### Dokument:
******
10 Juni 2016

Ein Gruß aus der Vergangenheit

Gestern stieß ich in einem vergessenen Winkel zwischen Hängeschrank und hinterster Zimmerecke, neben ausgemustertem Subwoofer und Altkleidersammelsack, auf eine alte Laptopumhängetasche.

Alte Taschen wollen inspiziert werden, das ist ihr Lebenssinn. Ergebnis: Sie war weitgehend leer. Bis auf einen mit Reißverschluss ausgestatteten Gefrierbeutel, in dem sich eine angebrochene Tafel Schokolade befand. Natürlich eine Ritter Sport Dunkle Voll-Nuss.

Es fehlte eine Rippe, verzehrt wahrscheinlich als Notration auf einer längeren Zugfahrt unter den Konditionen eines ausgefallenen (oder als zu teuer eingeschätzten) Bordrestaurants.

Wann ich die Tasche zuletzt in Gebrauch hatte, ist mir jedenfalls völlig unklar. Ein Indiz könnte das Mindesthaltbarkeitsdatum der Schokolade liefern. Es war der 23. August 2015. Auf der Seite von Ritter Sport heißt es zu diesem Sachverhalt:

„Für unsere Schokolade haben wir ein MHD von ca. einem Jahr festgelegt.“
 

Längstens hätte meine prähistorische Tafel also seit August 2014 satt und zufrieden, wenngleich ein wenig einsam in der Laptopumhängetasche geruht. Weiter heißt es bei Ritter:

„Natürlich schmeckt sie auch danach noch, aber eben nicht mehr ganz so gut.“

Na, das wollen wir doch mal überprüfen. Zunächst zur Optik. Die Schokolade wirkt leicht angeranzt, ein Hauch von grauer Patina überzieht die restlichen drei Rippen, vor allem dort, wo die eingegossenen ganzen Nüsse sich keck übers Plateau der Tafel wölben. Aber kein Schimmel, nichts auffällig Unappetitliches.
******
### Auszüge aus einem Datensatz mit Ortsannotationen:

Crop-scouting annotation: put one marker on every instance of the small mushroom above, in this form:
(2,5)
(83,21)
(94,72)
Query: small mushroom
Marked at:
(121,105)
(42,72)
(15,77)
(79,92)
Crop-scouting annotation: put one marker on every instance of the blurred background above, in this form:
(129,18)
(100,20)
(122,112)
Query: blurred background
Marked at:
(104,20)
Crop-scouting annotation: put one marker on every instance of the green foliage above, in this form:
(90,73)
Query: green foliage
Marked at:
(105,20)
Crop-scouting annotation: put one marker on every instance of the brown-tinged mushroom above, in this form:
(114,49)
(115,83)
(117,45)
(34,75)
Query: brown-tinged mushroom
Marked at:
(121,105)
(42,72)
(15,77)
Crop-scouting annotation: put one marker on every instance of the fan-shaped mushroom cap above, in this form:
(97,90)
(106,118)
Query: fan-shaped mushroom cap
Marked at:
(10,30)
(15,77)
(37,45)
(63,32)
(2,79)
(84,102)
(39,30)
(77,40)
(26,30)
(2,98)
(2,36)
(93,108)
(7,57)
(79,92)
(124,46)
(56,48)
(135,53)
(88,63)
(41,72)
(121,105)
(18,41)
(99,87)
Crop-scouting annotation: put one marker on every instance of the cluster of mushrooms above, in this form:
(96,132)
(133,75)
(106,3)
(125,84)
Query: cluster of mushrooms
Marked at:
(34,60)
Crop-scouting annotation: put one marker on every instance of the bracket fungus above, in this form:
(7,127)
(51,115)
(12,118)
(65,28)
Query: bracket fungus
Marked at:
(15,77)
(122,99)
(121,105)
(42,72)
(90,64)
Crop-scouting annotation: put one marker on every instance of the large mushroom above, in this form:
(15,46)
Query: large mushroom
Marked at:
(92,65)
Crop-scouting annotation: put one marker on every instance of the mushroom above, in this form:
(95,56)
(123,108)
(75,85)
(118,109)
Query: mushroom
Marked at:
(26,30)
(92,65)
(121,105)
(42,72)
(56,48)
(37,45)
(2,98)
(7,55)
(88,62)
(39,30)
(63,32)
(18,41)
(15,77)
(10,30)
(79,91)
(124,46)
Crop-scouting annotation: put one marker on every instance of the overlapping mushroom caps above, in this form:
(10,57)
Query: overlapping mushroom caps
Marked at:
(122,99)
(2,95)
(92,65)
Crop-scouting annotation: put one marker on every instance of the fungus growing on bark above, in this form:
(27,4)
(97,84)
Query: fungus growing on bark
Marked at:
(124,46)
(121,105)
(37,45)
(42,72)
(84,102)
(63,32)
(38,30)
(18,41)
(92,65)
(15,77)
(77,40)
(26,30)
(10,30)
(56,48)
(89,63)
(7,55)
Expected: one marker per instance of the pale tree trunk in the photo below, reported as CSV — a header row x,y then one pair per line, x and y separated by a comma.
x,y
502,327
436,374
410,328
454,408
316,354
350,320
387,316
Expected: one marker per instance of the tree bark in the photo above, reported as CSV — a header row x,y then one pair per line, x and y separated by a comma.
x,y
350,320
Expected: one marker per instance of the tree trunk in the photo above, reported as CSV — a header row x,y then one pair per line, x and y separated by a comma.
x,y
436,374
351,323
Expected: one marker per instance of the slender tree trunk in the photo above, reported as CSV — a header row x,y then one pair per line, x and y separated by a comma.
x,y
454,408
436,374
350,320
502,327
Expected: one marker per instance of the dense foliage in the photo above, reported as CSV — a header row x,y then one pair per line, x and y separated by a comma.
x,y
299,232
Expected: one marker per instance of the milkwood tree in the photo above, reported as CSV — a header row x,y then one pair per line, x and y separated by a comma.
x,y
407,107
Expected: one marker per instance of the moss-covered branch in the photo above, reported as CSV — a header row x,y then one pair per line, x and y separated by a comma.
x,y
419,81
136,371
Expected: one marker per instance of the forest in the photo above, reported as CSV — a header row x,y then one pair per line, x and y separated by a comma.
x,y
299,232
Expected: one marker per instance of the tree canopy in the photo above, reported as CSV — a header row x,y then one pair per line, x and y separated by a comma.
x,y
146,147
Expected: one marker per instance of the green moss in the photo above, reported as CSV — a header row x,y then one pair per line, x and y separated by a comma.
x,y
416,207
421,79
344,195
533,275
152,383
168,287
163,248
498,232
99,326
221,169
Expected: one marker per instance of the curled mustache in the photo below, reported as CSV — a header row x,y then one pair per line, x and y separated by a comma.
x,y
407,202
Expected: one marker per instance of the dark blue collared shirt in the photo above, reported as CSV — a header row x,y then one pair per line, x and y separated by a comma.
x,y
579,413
******
### Übungsaufgaben:
[1] Welches Mindesthaltbarkeitsdatum nennt der Text über die alte Schokoladentafel?
[2] Wiederhole aus dem Text über die alte Schokoladentafel alles von „10 Juni 2016“ bis hinunter zu „eine alte Laptopumhängetasche.“ Wort für Wort.
[3] Schreibe den Text über die alte Schokoladentafel ab seinem letzten Satz weiter.
Die Einträge sind vom Text unabhängiges Material.

### Übungslösungen:
[1] Den 23. August 2015.

[2]
10 Juni 2016

Ein Gruß aus der Vergangenheit

Gestern stieß ich in einem vergessenen Winkel zwischen Hängeschrank und hinterster Zimmerecke, neben ausgemustertem Subwoofer und Altkleidersammelsack, auf eine alte Laptopumhängetasche.

[3]
Nun zur Olfaktorik. Ein starker, den Rande des Strengen nicht nur streifender Kakaoduft steigt intensiv in die Nase. Und rieche da: Er ist gar nicht unangenehm. Ja, er macht sogar Lust auf einen Bissen. Und ich wäre der Letzte, der dieser Lust nicht nachgäbe, die Welt ist meine Zeugin.

Mit einem kräftigen Knack breche ich ein Segment aus Rippe Nr. 2, stecke es mir in den Mund – und erkenne sofort, dass Ritter Sport auf seiner Webseite auf dreisteste Weise LÜGT. Denn diese Schokolade, gefertig irgendwann um den Dreh herum, als Götze Schürrles Flanke zum Entsetzen ganz Argentiniens im Netz versenkte, schmeckt nicht „nicht mehr ganz so gut“.

Sondern sie schmeckt fast wie neu. Beinah so, als hätte sie nicht Jahre in einer Laptopumhängetasche in einem vergessenen Winkel zwischen Hängeschrank und hinterster Zimmerecke verbracht, neben ausgemustertem Subwoofer und Altkleidersammelsack.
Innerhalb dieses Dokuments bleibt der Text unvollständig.